##### Passage
Cary, NC – Bulbs produce some of the most spectacular flowers in nature. They can come back year after year, multiply freely and require little to no work. Magic! And, almost magically, now is the time to plant them.
What’s a Bulb?
For gardeners, bulbs are herbaceous perennials grown for ornamental purposes which have underground or near ground storage organs. Bulb species usually lose their upper parts during adverse conditions such as Summer heat or Winter cold. The bulb’s underground storage organs contain moisture and nutrients that can survive these adverse conditions in a dormant state. When conditions become favorable again (i.e. springtime), the reserves sustain a new growth cycle.
Botanists distinguish between true bulbs, corms, rhizomes, tubers and tuberous roots, any of which may be termed “bulbs” in horticulture and for our purposes.
Four Ways to Use Bulbs in the Garden
- A Spot of Color – Bulbs can be squeezed in between other plants like perennial shrubs and Summer flowers. Many bulbs retain attractive green leaves after the flowers have faded making them excellent companion plants.
- The Main Show – Bulbs can also be the main show of your garden. Think Canna lilies, six feet tall and blooming all summer with thick, tropical leaves.
- Succession of Color – Bulbs have very regular habits: crocus flowers come in January, daffodils in February. Tulips follow sooner after, then irises, then lilies. By making judicious plantings around your garden, you can create a succession of color all year long.
- Naturalizing – Finally, many bulbs will naturalize, returning year after year and even spreading and multiplying.
Bulbs – So Easy to Plant
Dig a hole in the ground. Drop in the bulb. You’re done.
The size of the hole should be proportional to the size if the bulb. Small bulb, small hole. Bigger bulb, bigger hole. Many common bulbs require a hole about the size of a soup can. You can buy a bulb-digger tool at the garden store. One push-turn and you’re ready to plant.
Usually, bulbs have an obvious top and bottom. When you plant, orient the roots downward and the growing tip upward. Cover with dirt. Water if you like. Forget about them until Spring.
Favorite Bulbs for the Piedmont
- Allium – A relative of garlic, ornamental alliums come in a variety of sizes for pots and naturalizing. Giant Allium can throw a stalk several feet in the air with a flower head six inches across.
- Crocus – First flowers of late-winter. Great for a small spot.
##########
##### Data extract
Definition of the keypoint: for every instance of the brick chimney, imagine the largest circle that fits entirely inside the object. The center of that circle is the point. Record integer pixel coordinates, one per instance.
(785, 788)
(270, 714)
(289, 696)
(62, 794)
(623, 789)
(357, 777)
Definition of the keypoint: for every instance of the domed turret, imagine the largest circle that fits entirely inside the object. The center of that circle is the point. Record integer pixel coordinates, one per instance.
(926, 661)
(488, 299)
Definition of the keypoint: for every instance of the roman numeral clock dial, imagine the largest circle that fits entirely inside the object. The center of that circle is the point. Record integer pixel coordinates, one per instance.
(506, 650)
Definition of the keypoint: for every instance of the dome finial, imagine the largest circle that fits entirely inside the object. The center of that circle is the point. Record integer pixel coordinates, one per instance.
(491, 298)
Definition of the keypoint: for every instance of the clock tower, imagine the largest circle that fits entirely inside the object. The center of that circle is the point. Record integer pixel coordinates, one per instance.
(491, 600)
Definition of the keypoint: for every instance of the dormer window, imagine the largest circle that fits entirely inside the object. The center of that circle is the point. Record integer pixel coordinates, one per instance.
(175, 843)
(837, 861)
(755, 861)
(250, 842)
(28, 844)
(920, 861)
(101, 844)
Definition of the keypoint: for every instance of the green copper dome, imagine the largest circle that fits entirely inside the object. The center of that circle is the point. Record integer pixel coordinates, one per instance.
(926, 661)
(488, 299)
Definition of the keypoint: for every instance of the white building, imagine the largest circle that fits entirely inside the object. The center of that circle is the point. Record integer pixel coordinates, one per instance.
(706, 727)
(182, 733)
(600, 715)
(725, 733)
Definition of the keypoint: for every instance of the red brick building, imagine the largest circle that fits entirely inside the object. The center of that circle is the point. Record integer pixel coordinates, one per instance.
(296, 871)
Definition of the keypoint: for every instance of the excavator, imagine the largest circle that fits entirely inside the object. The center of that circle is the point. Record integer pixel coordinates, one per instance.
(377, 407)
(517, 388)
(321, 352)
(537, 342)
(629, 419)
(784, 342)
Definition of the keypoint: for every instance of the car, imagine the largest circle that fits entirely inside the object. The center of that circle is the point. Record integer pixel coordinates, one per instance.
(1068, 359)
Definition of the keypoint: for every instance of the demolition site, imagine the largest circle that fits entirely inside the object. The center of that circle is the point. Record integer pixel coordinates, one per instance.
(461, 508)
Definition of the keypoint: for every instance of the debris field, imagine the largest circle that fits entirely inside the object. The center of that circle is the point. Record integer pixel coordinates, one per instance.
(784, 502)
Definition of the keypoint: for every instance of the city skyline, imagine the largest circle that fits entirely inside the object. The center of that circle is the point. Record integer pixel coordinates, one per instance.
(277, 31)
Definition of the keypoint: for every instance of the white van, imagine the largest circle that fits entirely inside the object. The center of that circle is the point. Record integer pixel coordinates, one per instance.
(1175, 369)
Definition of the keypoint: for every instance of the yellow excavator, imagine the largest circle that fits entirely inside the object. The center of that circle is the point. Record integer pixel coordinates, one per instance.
##########
Written instruction: Copy word for word the part of the bulb article that begins with the words containing "- The Main Show" and ends with "all year long.". The records are separate from the bulb article and unrelated to it.

Solution to this problem:
- The Main Show – Bulbs can also be the main show of your garden. Think Canna lilies, six feet tall and blooming all summer with thick, tropical leaves.
- Succession of Color – Bulbs have very regular habits: crocus flowers come in January, daffodils in February. Tulips follow sooner after, then irises, then lilies. By making judicious plantings around your garden, you can create a succession of color all year long.